# [Text block]
The history of transcutaneous oxygen partial pressure measurement
The first oxygen partial pressure measurements were performed around 60-70 years ago using a phosphate buffer solution into which you would place your finger until an equilibrium (balance) between the PO2 of the blood and of the solution was reached.
Since the oxygen partial pressure in solution adapted to that of the blood, it was possible to indirectly determine the PO2 level.
In 1962, Clark Leland successfully measured the oxygen partial pressure in the blood transcutaneously. This new, polarographic method involves a gold cathode which is connected via an electrolyte solution to a silver anode with a polarisation voltage of around -0.8 V.
When an oxygen molecule diffuses through the oxygen-permeable membrane to the electrodes, the number of oxygen atoms reduces. The resulting reduction current (nA) is proportional to the number of reduced oxygen molecules and therefore also to the oxygen partial pressure.
Cathode: O2 + 2 e− + 2 H2O → H2O2 + 2 OH− und H2O2 + 2 e− → 2 OH−
Anode: 4 Ag → 4 Ag+ + 4e− und 4 Ag+ + 4Cl− → 4 AgCl
Use in medicine:
Transcutaneous oxygen partial pressure measurement is a non-invasive method of indirectly determining the oxygen partial pressure (PO2) on the skin’s surface, as well as of indirectly measuring the systemic, arterial PO2.
Transcutaneous measurement documents the availability of oxygen in the skin tissue at the end of the organism’s oxygen transport chain and depends on the arterial oxygenation and microcirculation at the measurement site.

# [Prompt]
According to the oxygen measurement text, what polarisation voltage does the polarographic method use? Please answer from the oxygen measurement text alone.

# [Records shown]

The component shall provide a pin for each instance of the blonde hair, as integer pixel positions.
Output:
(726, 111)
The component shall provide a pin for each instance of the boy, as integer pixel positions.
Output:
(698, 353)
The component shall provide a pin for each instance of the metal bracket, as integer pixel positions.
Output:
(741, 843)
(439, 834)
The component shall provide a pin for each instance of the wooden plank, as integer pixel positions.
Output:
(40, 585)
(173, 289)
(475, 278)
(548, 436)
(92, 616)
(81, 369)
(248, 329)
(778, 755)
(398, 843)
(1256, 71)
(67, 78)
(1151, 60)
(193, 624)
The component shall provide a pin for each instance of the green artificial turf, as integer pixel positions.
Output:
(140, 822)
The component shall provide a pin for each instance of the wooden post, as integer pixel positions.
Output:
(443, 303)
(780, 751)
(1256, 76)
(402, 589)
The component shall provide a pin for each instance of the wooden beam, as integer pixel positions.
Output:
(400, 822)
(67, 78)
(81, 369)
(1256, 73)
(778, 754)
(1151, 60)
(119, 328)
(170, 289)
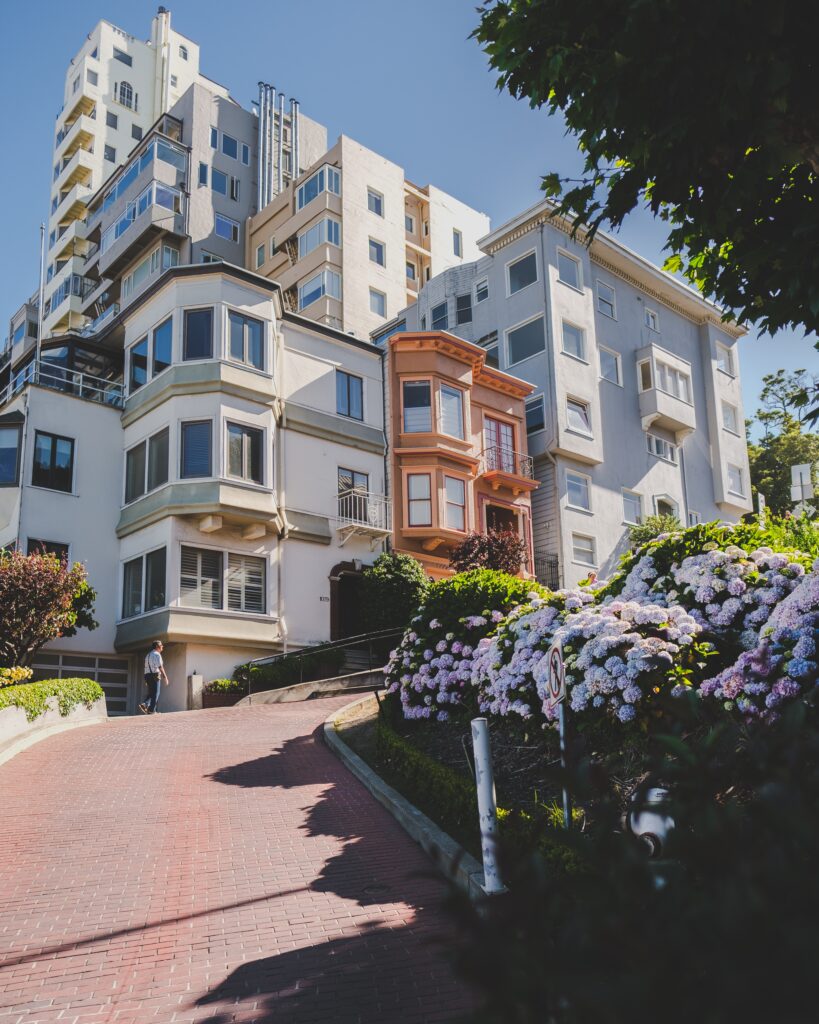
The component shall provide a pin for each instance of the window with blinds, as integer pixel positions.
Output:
(245, 584)
(201, 578)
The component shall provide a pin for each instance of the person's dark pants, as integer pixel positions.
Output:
(154, 684)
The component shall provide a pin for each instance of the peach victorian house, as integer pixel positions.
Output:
(458, 448)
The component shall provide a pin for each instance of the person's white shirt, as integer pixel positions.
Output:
(153, 663)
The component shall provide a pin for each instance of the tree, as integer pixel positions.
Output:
(394, 587)
(498, 549)
(41, 598)
(707, 118)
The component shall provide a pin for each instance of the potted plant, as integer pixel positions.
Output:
(223, 692)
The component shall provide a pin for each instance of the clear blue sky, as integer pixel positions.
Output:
(402, 79)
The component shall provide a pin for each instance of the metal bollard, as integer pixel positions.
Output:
(487, 809)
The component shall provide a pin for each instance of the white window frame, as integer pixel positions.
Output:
(577, 561)
(626, 493)
(518, 259)
(564, 252)
(586, 481)
(617, 364)
(603, 284)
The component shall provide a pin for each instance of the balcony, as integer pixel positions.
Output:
(363, 513)
(503, 467)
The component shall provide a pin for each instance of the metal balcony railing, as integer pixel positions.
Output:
(504, 460)
(69, 381)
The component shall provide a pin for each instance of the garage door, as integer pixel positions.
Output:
(113, 674)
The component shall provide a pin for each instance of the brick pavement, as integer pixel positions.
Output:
(212, 866)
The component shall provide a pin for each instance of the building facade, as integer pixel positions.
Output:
(458, 448)
(352, 241)
(221, 496)
(637, 406)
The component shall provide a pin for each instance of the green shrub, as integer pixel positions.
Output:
(33, 696)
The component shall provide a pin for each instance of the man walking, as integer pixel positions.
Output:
(155, 673)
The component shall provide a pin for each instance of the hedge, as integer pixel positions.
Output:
(33, 696)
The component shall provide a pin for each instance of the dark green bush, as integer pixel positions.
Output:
(33, 696)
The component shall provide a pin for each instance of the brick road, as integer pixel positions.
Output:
(213, 866)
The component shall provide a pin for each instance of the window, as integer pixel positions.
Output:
(578, 492)
(349, 395)
(132, 588)
(440, 320)
(632, 508)
(725, 359)
(735, 484)
(583, 549)
(201, 578)
(247, 340)
(137, 364)
(226, 228)
(196, 449)
(730, 418)
(578, 417)
(609, 365)
(246, 584)
(325, 283)
(377, 253)
(456, 493)
(378, 302)
(605, 299)
(526, 340)
(198, 334)
(325, 179)
(568, 269)
(522, 272)
(219, 182)
(417, 408)
(535, 417)
(463, 308)
(53, 462)
(375, 202)
(451, 411)
(327, 230)
(573, 343)
(660, 448)
(245, 453)
(9, 456)
(419, 500)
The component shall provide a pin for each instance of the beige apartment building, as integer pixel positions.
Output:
(352, 241)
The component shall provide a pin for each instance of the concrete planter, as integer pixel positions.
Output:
(16, 732)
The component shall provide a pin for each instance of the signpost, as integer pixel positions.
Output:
(556, 694)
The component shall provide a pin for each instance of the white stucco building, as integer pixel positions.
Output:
(221, 478)
(638, 406)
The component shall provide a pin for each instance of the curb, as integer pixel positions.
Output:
(449, 857)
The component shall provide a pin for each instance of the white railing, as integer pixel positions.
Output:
(365, 510)
(504, 460)
(72, 382)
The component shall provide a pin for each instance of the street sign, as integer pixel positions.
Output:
(556, 681)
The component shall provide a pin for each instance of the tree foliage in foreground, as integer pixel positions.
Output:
(41, 598)
(707, 116)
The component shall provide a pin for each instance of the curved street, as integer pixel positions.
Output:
(212, 866)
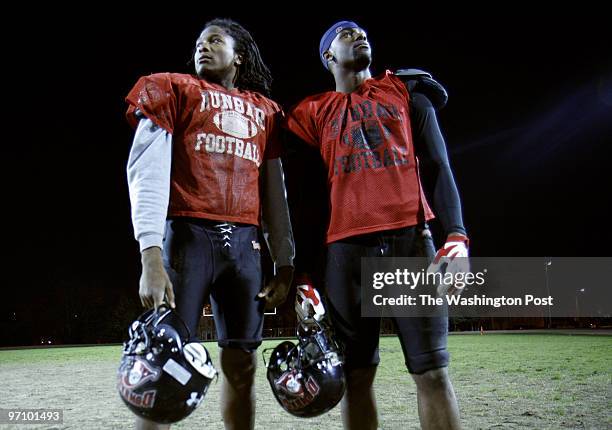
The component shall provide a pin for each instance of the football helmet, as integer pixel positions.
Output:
(307, 379)
(162, 377)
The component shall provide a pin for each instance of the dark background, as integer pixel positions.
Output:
(528, 127)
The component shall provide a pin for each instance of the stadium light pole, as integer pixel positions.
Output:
(582, 290)
(546, 265)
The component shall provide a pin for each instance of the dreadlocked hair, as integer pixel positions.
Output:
(253, 74)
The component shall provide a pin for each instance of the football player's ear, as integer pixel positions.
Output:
(328, 56)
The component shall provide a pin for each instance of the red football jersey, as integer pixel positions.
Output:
(365, 139)
(219, 140)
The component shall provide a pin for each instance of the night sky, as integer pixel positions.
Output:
(528, 128)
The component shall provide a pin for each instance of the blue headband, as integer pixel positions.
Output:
(330, 35)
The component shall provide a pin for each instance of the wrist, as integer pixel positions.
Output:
(151, 255)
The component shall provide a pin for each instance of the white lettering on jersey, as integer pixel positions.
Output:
(237, 110)
(228, 145)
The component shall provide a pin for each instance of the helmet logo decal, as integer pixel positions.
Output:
(298, 394)
(140, 373)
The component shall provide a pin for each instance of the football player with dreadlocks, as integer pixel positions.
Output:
(203, 166)
(367, 132)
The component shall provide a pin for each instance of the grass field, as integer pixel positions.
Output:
(502, 381)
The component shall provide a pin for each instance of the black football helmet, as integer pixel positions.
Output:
(162, 378)
(307, 379)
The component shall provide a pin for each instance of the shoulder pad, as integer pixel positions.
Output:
(421, 82)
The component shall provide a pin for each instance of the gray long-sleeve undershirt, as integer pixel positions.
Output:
(148, 172)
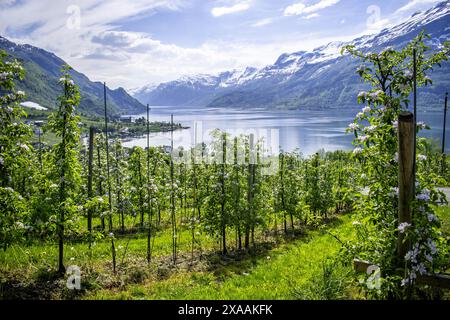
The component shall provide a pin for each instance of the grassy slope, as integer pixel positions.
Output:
(279, 274)
(293, 269)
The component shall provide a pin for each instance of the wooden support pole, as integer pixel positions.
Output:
(406, 134)
(107, 160)
(443, 133)
(90, 165)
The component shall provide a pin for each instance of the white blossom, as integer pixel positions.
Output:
(360, 115)
(366, 110)
(363, 139)
(422, 157)
(422, 125)
(424, 195)
(403, 226)
(432, 217)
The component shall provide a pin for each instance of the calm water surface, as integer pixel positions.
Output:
(306, 130)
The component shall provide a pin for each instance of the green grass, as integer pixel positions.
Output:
(303, 266)
(282, 273)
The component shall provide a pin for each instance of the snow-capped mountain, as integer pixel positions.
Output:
(194, 90)
(43, 69)
(319, 78)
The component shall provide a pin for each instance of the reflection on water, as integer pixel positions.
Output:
(306, 130)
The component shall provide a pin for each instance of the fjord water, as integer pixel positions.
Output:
(305, 130)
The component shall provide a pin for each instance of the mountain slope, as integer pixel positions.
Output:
(321, 78)
(42, 72)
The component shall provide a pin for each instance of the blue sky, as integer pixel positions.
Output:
(131, 43)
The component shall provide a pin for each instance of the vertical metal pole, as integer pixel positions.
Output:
(149, 235)
(90, 175)
(406, 133)
(172, 197)
(443, 133)
(415, 118)
(107, 160)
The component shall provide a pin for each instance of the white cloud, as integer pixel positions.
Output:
(416, 4)
(238, 7)
(262, 22)
(312, 16)
(300, 8)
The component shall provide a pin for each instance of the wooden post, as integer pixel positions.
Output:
(107, 160)
(90, 165)
(406, 134)
(443, 133)
(149, 196)
(415, 119)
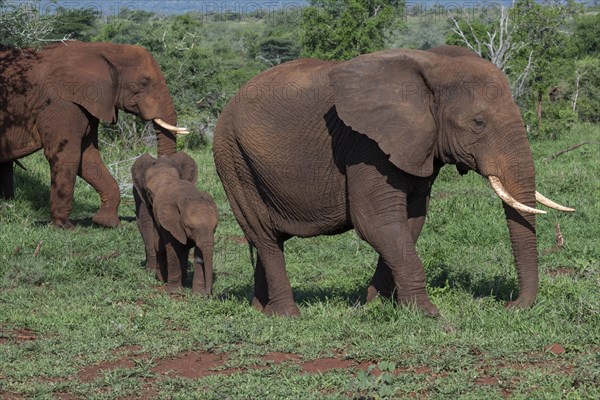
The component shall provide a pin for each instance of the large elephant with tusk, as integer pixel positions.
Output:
(316, 147)
(54, 99)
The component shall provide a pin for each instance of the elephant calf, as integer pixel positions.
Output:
(173, 216)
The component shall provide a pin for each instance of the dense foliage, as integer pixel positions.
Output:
(207, 57)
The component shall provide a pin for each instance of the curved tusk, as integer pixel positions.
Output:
(176, 130)
(549, 203)
(508, 199)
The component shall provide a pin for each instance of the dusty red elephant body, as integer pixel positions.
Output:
(54, 99)
(314, 147)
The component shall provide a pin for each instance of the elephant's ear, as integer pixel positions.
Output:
(167, 214)
(386, 96)
(186, 165)
(82, 75)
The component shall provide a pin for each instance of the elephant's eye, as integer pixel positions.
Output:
(144, 83)
(478, 124)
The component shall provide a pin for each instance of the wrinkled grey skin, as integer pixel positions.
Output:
(173, 217)
(315, 147)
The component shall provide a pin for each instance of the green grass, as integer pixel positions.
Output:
(85, 298)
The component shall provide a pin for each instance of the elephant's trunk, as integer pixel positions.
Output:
(517, 176)
(166, 139)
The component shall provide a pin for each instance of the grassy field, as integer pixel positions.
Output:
(81, 318)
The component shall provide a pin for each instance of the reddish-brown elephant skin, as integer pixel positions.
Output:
(174, 217)
(316, 147)
(54, 98)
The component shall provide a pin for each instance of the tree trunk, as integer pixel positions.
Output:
(538, 109)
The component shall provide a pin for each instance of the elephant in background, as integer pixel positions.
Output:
(315, 147)
(173, 216)
(55, 98)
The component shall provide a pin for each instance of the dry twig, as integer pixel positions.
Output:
(566, 150)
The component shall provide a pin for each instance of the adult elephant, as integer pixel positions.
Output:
(316, 147)
(54, 99)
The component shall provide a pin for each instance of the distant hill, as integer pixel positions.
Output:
(112, 7)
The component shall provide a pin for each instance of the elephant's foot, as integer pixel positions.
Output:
(422, 303)
(63, 223)
(521, 302)
(173, 288)
(373, 293)
(201, 291)
(258, 304)
(283, 309)
(106, 218)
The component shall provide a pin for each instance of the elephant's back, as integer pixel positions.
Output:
(276, 128)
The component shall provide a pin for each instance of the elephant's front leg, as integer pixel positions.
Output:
(7, 190)
(378, 206)
(382, 283)
(62, 128)
(94, 172)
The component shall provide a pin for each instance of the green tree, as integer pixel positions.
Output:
(75, 24)
(587, 34)
(541, 27)
(21, 24)
(343, 29)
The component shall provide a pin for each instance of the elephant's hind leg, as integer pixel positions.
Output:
(7, 191)
(272, 289)
(94, 172)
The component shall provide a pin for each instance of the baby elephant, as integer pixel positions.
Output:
(173, 216)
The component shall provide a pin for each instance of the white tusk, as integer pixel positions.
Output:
(176, 130)
(508, 199)
(549, 203)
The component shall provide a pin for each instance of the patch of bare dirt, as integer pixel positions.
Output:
(195, 364)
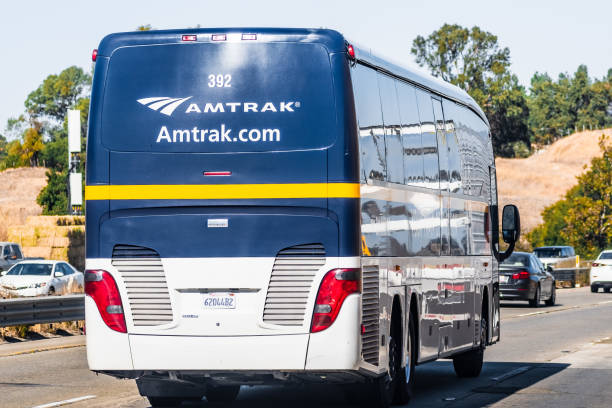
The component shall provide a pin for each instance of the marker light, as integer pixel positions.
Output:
(337, 284)
(351, 51)
(102, 288)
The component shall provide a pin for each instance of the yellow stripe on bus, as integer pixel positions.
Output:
(221, 191)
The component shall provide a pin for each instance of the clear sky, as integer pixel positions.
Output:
(41, 37)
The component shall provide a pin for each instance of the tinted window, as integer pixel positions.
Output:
(428, 137)
(548, 252)
(369, 118)
(517, 260)
(411, 134)
(16, 251)
(454, 156)
(442, 145)
(66, 269)
(33, 270)
(391, 119)
(280, 94)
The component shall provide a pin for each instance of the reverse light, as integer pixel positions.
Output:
(336, 285)
(217, 173)
(520, 275)
(102, 288)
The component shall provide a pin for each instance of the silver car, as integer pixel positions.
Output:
(39, 278)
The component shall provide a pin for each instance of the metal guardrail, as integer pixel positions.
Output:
(573, 275)
(37, 310)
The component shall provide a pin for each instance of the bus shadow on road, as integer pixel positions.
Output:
(436, 385)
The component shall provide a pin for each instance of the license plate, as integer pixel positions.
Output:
(219, 301)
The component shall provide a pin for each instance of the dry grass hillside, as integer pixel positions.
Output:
(543, 178)
(18, 191)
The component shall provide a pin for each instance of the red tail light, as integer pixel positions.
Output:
(102, 288)
(520, 275)
(337, 284)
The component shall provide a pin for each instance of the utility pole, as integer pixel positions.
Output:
(75, 186)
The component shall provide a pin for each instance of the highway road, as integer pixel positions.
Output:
(557, 356)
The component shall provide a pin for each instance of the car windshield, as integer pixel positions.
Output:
(31, 270)
(605, 255)
(516, 260)
(548, 253)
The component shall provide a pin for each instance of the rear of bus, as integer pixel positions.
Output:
(221, 191)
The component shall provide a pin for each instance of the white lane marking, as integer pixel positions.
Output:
(511, 373)
(65, 402)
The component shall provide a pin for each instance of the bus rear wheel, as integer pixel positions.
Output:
(469, 364)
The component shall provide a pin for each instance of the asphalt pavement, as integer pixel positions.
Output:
(550, 356)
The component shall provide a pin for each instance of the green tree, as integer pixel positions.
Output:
(473, 60)
(583, 218)
(54, 197)
(3, 148)
(58, 93)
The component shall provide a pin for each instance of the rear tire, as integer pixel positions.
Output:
(405, 379)
(553, 297)
(469, 364)
(222, 393)
(535, 302)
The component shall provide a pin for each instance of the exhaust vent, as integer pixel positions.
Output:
(370, 313)
(290, 284)
(143, 274)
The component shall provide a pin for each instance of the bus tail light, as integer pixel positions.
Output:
(102, 288)
(337, 284)
(351, 51)
(520, 275)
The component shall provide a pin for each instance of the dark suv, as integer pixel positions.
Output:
(10, 254)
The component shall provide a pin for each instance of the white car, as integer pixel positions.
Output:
(38, 278)
(601, 272)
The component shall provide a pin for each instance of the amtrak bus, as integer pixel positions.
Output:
(270, 206)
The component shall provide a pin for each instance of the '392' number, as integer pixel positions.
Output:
(219, 81)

# [Answer space]
Around -0.8 V.